- _Document extract_:
I got a pretty cool looking stainless steel shaded lamp from Lowes a few weeks ago for $20.00. My wife commandeered it. It has a simple,business like dome shaped shade,and a bunch of LED's. It has a stainless steel goose neck. It is VERY bright. I didn't really need it,but for the cool factor,I thought I could find a machine to mount it on. It comes with a big clip on thing to clip onto a table. I'd remove that and make a different way to mount it less clunky.

Now,I'll have to get another one. Maybe I'll put it on a die filer. The shade is only about 4" in dia.,if it is that much.


----------



## mrbreezeet1 (Dec 30, 2013)

george wilson said:


> Those lights are very expensive!! I have a nickel plated old sewing machine light on my 14" Delta bandsaw.
> 
> I got a pretty cool looking stainless steel shaded lamp from Lowes a few weeks ago for $20.00. My wife commandeered it. It has a simple,business like dome shaped shade,and a bunch of LED's. It has a stainless steel goose neck. It is VERY bright. I didn't really need it,but for the cool factor,I thought I could find a machine to mount it on. It comes with a big clip on thing to clip onto a table. I'd remove that and make a different way to mount it less clunky.

- _Provided data_:
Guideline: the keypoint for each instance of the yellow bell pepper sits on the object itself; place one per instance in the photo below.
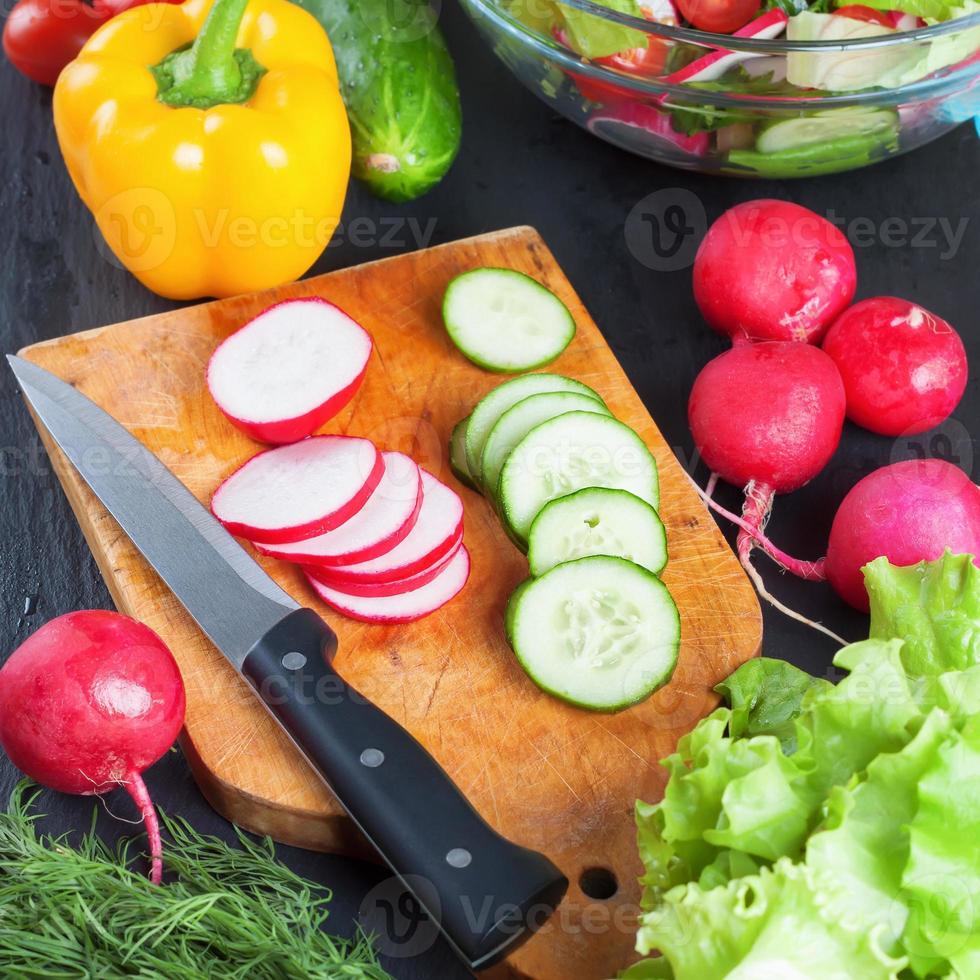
(214, 158)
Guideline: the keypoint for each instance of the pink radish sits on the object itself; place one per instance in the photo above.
(712, 66)
(384, 521)
(289, 370)
(771, 270)
(395, 587)
(299, 491)
(904, 368)
(908, 512)
(87, 703)
(437, 531)
(628, 123)
(767, 417)
(406, 607)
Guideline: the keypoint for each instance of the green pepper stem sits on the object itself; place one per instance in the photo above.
(212, 70)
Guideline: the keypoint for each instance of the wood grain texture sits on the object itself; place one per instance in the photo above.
(547, 775)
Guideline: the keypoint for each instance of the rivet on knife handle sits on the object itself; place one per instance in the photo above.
(486, 893)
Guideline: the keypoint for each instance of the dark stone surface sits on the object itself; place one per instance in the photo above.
(520, 164)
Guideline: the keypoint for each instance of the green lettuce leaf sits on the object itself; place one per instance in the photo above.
(870, 711)
(765, 697)
(594, 37)
(859, 854)
(942, 877)
(933, 606)
(653, 969)
(770, 926)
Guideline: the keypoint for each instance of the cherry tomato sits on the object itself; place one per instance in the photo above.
(40, 37)
(856, 11)
(719, 16)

- _Work to complete_:
**1)** In the forum thread about the lamp, what was the price of the stainless steel shaded lamp bought at Lowes?
**2)** Write the next part of the forum thread about the lamp, picking up after its last sentence.

- _Results for each task_:
**1)** $20.00

**2)**
> 
> Now,I'll have to get another one. Maybe I'll put it on a die filer. The shade is only about 4" in dia.,if it is that much.



sounds nice, I came up with this one maybe put it on my metal or wood lathe,




jmhoying said:


> I have that light on my Delta Bandsaw (came with  the 1970s saw that I bought at an auction).  It is a nice light, but the  prices for them are crazy!!
> 
> Jack



I know they are High, too high, but what the hay. 

I cannibalized one of those little walmart clip on lights, added a longer goose neck, and wired it up.
 Had to machine down the 1/8"  pipe thread nipple a little shorter, as it was interfering with the socket.
 OEM goose neck on the clip light was way too short. (as shown).
 Just need to fab. a little bracket to mount it.


----------



## george wilson (Dec 31, 2013)

I wonder why they call them retirement lights? Maybe you are too blind to see anything by the time you're retired? I got implanted lenses put in,and last year was 20-15. Wasn't that bad before,just some mild cataracts. But,I could not see my gunsights before,and now I can see them,and can read my wristwatch without glasses(though a little blurry). I need closeup lenses for doing work in the shop. Just got the single vision lenses. I don't mind glasses. They keep chips out of my eyes.


----------



## mrbreezeet1 (Dec 31, 2013)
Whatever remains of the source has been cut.